* The task: Go through the records below and switch each "thickest part" to "widest part", keeping everything else unchanged.

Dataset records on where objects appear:
################

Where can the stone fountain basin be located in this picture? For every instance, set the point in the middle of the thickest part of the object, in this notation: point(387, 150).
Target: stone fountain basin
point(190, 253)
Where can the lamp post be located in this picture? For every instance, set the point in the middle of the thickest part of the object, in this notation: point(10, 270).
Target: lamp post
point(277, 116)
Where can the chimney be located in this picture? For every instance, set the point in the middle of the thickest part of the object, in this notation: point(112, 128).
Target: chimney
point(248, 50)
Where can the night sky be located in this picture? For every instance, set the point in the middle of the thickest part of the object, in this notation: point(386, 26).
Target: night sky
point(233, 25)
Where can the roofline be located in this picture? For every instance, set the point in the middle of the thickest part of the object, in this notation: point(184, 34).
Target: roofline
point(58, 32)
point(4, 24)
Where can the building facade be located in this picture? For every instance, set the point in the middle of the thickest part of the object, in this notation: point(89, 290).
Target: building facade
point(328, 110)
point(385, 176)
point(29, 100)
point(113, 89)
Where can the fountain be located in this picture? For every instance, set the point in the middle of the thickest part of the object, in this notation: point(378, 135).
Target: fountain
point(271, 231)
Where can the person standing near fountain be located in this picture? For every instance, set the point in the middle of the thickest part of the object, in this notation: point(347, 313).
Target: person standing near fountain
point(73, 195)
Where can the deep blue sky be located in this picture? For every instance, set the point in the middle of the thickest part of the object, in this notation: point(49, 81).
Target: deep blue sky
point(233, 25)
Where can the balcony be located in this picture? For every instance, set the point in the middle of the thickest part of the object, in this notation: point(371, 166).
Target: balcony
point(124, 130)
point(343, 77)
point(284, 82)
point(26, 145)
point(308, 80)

################

* Written answer:
Where can the stone fountain basin be located in this picture? For every instance, set the point in the middle of the widest part of the object, in this notation: point(387, 150).
Target: stone fountain basin
point(190, 253)
Where can the lamp post be located in this picture? For every instance, set the point in the middle of the widest part of the object, in this notation: point(10, 270).
Target: lamp post
point(277, 116)
Where can the chimney be located in this picture? For every instance, set the point in the middle of the widest part of the object, in this notation: point(112, 128).
Target: chimney
point(248, 50)
Where can the night sky be located in this picture? For every instance, set the point in the middle of the widest part of the object, in this notation: point(386, 26).
Target: night sky
point(233, 25)
Where can the roofline be located in this picture? For every instance, set the point in the middle of the widest part of the object, in this notation: point(184, 34).
Target: roofline
point(58, 32)
point(4, 24)
Where can the building facade be located in this picture? For every instance, set the point in the middle of the widest part of the object, in this notation: point(89, 290).
Target: building facade
point(328, 110)
point(385, 176)
point(29, 100)
point(113, 89)
Where can the fountain be located in this picture? For every instance, set the point in the middle of the widest part of the object, in this notation: point(378, 135).
Target: fountain
point(271, 231)
Where can the person standing near fountain be located in this picture? For every instance, set the point in the middle of the widest part of the object, in this notation: point(347, 313).
Target: person standing near fountain
point(73, 195)
Where can the deep blue sky be located in this picture? For every instance, set the point in the middle of the widest part of the object, in this notation: point(49, 81).
Target: deep blue sky
point(233, 25)
Where can the balcony be located in this picture? For every instance, set the point in the middle of the widest part of the object, in this notation: point(371, 166).
Target: balcony
point(124, 130)
point(343, 77)
point(284, 82)
point(26, 145)
point(308, 80)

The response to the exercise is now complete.